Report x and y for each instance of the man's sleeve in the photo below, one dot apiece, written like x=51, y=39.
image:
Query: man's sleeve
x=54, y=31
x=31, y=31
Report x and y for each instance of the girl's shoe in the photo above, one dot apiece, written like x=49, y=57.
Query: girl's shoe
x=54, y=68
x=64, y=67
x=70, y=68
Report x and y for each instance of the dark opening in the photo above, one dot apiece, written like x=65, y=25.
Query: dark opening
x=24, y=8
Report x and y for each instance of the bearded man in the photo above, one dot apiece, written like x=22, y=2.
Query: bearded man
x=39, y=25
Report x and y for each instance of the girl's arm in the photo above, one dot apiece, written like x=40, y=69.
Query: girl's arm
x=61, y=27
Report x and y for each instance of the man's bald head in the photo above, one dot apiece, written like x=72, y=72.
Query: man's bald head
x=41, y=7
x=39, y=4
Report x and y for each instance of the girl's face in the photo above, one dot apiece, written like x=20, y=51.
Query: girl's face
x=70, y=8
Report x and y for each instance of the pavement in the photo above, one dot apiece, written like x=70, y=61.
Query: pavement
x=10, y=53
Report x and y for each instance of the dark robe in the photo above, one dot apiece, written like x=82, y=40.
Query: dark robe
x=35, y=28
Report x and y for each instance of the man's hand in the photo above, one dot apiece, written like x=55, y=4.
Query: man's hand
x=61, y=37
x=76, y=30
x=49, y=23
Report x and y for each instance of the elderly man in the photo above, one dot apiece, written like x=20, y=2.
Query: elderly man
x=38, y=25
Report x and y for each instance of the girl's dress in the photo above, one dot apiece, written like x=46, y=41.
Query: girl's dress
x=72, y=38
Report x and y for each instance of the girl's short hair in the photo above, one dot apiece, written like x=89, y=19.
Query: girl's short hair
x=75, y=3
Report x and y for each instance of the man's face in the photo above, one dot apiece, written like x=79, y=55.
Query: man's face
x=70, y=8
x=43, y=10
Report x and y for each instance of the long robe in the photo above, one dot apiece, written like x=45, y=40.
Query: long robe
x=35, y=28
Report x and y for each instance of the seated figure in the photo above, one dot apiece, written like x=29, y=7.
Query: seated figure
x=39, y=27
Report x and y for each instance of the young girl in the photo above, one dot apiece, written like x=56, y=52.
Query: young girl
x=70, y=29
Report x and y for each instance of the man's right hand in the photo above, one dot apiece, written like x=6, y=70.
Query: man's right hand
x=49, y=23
______________________________
Reproduce all of the items above in full, swapping each occurrence of "pavement" for "sidewalk" and leaving every other word unchanged.

Report x and y for each instance of the man's sleeve in the photo below, one dot apiece, written like x=51, y=39.
image:
Query: man's sleeve
x=54, y=31
x=31, y=31
Report x and y for each instance of the girl's shoe in the photo above, one dot apiece, written like x=49, y=57.
Query: girl's shoe
x=54, y=68
x=64, y=67
x=70, y=68
Report x and y for each instance of the dark opening in the photo above, one dot apiece, written like x=65, y=25.
Query: dark opening
x=24, y=8
Report x and y for each instance of the bearded man in the photo above, one dot apiece, written like x=22, y=2.
Query: bearded man
x=39, y=25
Report x and y for each instance of the girl's arm in the photo above, one dot apiece, written like x=40, y=69.
Query: girl's arm
x=61, y=27
Report x and y for each instance of the man's bald head in the photo above, one dot apiece, written like x=72, y=72.
Query: man's bald head
x=41, y=7
x=39, y=4
Report x and y for each instance of the girl's face in the photo above, one dot apiece, written like x=20, y=51.
Query: girl's face
x=70, y=8
Report x and y for each instance of the sidewalk in the photo above, one dot apiece, written like x=70, y=61.
Query: sidewalk
x=10, y=53
Report x and y for each instance of the dark robe in the photo above, one dot apiece, written like x=82, y=40.
Query: dark robe
x=35, y=28
Report x and y for each instance of the man's hand in the photo above, one dot apiece, written like x=55, y=4.
Query: man's hand
x=61, y=37
x=76, y=30
x=49, y=23
Report x and y for each instance of the elderly man in the photo above, one dot apiece, written like x=20, y=2.
Query: elderly man
x=38, y=25
Report x and y for each instance of the girl's dress in the photo above, one dot apiece, written like x=46, y=41.
Query: girl's dress
x=72, y=38
Report x and y for each instance of the girl's short hair in the photo above, one dot apiece, written like x=89, y=19.
Query: girl's short hair
x=75, y=3
Report x and y for each instance of the man's face in the photo above, one dot apiece, written like x=79, y=55.
Query: man's face
x=70, y=8
x=43, y=10
Report x and y for each instance of the long robe in the photo above, one dot apiece, written like x=45, y=40.
Query: long robe
x=35, y=28
Report x and y for each instance of the seated figure in the photo above, one dot apiece, written like x=29, y=7.
Query: seated figure
x=39, y=27
Report x and y for each instance of the young girl in the photo above, one dot apiece, written like x=56, y=52.
Query: young girl
x=70, y=29
Report x and y for each instance of the man's right hand in the photo above, one dot apiece, written like x=6, y=70.
Query: man's right hand
x=49, y=23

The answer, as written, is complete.